--- START OF Material ---
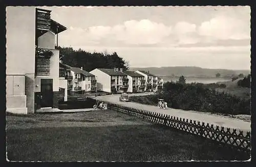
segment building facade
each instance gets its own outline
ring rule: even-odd
[[[63,82],[67,84],[67,96],[96,92],[97,79],[95,75],[83,70],[82,67],[74,67],[62,63],[60,64],[65,67],[65,81]]]
[[[122,68],[96,68],[90,72],[97,77],[97,90],[111,93],[126,92],[129,87],[127,74]]]
[[[127,92],[142,92],[145,91],[145,80],[143,76],[132,71],[126,71],[125,73],[127,74],[129,79]]]
[[[51,19],[51,12],[34,7],[7,8],[8,112],[27,114],[36,108],[57,107],[59,51],[55,50],[55,36],[67,29]],[[18,63],[18,57],[22,60]]]

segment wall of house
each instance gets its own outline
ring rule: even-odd
[[[64,94],[64,101],[68,101],[68,80],[59,79],[59,87],[65,89]]]
[[[127,78],[129,79],[129,81],[128,81],[128,85],[129,85],[129,87],[127,89],[127,92],[132,93],[133,92],[133,77],[130,76],[127,76]]]
[[[35,92],[41,91],[41,79],[53,79],[53,91],[59,91],[59,50],[51,50],[53,56],[50,58],[50,75],[36,76],[35,78]]]
[[[145,88],[144,89],[143,91],[145,91],[147,89],[147,87],[146,87],[147,85],[147,85],[147,76],[146,75],[145,75],[145,74],[142,73],[138,70],[136,71],[135,72],[144,76],[144,79],[146,81],[145,82]]]
[[[42,49],[55,49],[55,34],[49,31],[38,38],[38,46]]]
[[[90,73],[97,76],[97,90],[103,91],[109,93],[111,92],[110,76],[97,68],[91,71]]]
[[[35,8],[7,7],[6,8],[6,96],[8,104],[22,103],[22,108],[12,109],[16,113],[34,113],[34,85],[35,75]],[[22,61],[17,61],[17,60]],[[23,76],[25,82],[19,86],[25,94],[10,94],[15,84],[11,78]],[[24,80],[24,79],[23,79]],[[26,100],[25,100],[26,99]],[[26,110],[26,106],[27,110]],[[25,113],[26,112],[26,113]]]

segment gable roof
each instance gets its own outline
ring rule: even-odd
[[[94,76],[93,74],[92,74],[79,68],[71,67],[70,68],[71,69],[72,71],[75,72],[75,73],[81,74],[86,77]]]
[[[82,74],[82,75],[83,75],[84,76],[85,76],[86,77],[95,76],[93,74],[91,74],[89,72],[87,72],[87,71],[86,71],[83,69],[82,69],[81,68],[72,67],[70,65],[68,65],[67,64],[63,64],[62,63],[59,63],[59,64],[61,64],[62,66],[65,66],[67,68],[70,68],[70,69],[72,71],[75,72],[75,73]]]
[[[126,71],[125,72],[125,73],[128,76],[132,77],[144,77],[142,75],[140,75],[139,73],[135,73],[135,71]]]
[[[127,76],[124,73],[121,72],[119,71],[115,71],[114,69],[106,69],[106,68],[97,68],[98,70],[108,74],[110,76]]]
[[[150,74],[150,73],[146,72],[145,71],[143,71],[143,70],[139,70],[139,71],[140,71],[140,73],[142,73],[143,74],[145,74],[148,76],[154,76],[154,77],[155,77],[153,74]]]

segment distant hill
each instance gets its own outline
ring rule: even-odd
[[[130,70],[136,71],[142,70],[159,76],[180,76],[195,77],[216,77],[217,73],[221,74],[221,77],[231,77],[234,75],[243,74],[248,75],[249,70],[230,70],[226,69],[203,68],[196,66],[173,66],[162,67],[131,67]]]

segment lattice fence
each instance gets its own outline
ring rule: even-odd
[[[108,107],[123,113],[145,119],[150,122],[170,127],[195,135],[212,139],[229,146],[246,152],[250,151],[251,134],[250,132],[244,133],[242,131],[237,132],[236,129],[214,126],[202,122],[188,119],[170,116],[148,111],[138,109],[119,105],[109,103]]]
--- END OF Material ---
Starting at the line that has "segment lattice fence" and running through the end of the items, reproduce those lines with "lattice fence" swapped for "picket fence", leaving everything else unchanged.

segment picket fence
each instance gets its own outline
ring rule: even-odd
[[[108,107],[123,113],[145,119],[150,122],[170,127],[195,135],[212,139],[229,146],[246,152],[250,151],[251,134],[250,132],[244,133],[242,131],[237,132],[236,129],[214,126],[202,122],[188,119],[170,116],[148,111],[138,109],[119,105],[109,103]]]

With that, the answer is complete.